**抜粋:**
────────────────────────────────────────

映画評「ロボッツ」

☆☆★(5点/10点満点中)
2005年アメリカ映画 監督クリス・ウェッジ
ネタバレあり

登場するのは全てロボットというアニメ映画だが、こういうのを観ると、アンドロイドに反射させて人間を描いた「AI」がいかに優れた作品だったか分る。不幸にしてあの秀作は、キューブリック及びスピルバーグが人間を描かずに逆説的に人間を描こうとした狙いすら見ぬけない観客が多く、出来栄えに比べて評価されなかった。
 これだけは言っておきたいと思うが、「AI」は人間と純粋なアンドロイドを対立軸として語られた物語ではなく、プログラム通りに動くアンドロイドに、都合よく行動する人間にはない性質を表徴させ、即ち、その反対が人間であるという、皮肉な視点で語られた人間探求の作品だったのである。それに比べてこの作品全編にふりかけられた砂糖菓子のような甘さは何だろうか。

────────────────────────────────────────

**課題のねらい:**
映画評を読んで、次の問いに答えなさい。
1. この映画評は「ロボッツ」に10点満点中何点をつけているか。
2. 「ロボッツ」の監督はだれか。
3. 「AI」で、人間を描かずに逆説的に人間を描こうとしたとされているのはだれとだれか。
ここから後の資料は、上の映画評とは関係がありません。

**資料の部:**
────────────────────────────────────────

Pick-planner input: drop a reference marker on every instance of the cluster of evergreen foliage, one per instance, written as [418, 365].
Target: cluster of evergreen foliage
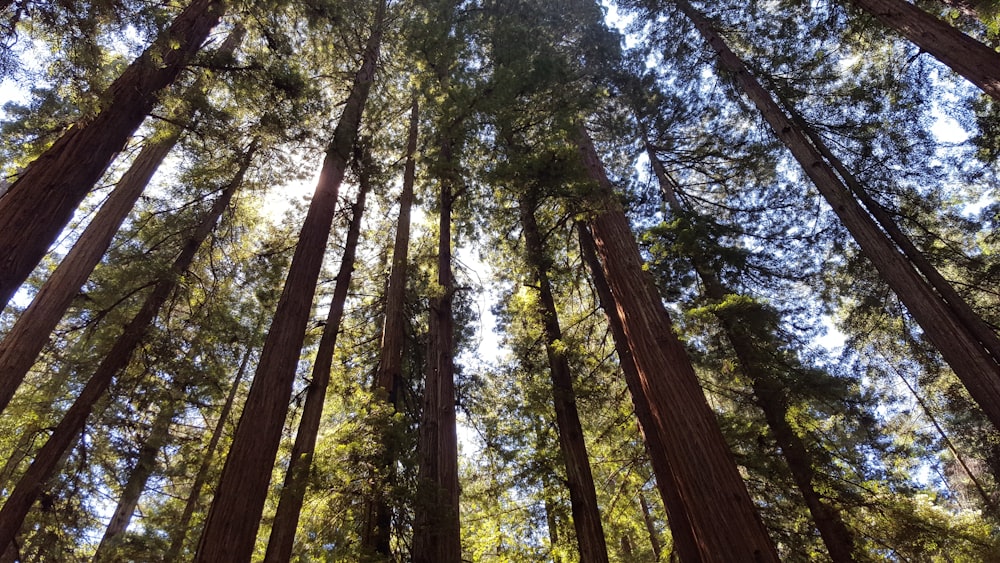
[674, 210]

────────────────────────────────────────

**完全な解答:**
1. 5点
2. クリス・ウェッジ
3. キューブリックとスピルバーグ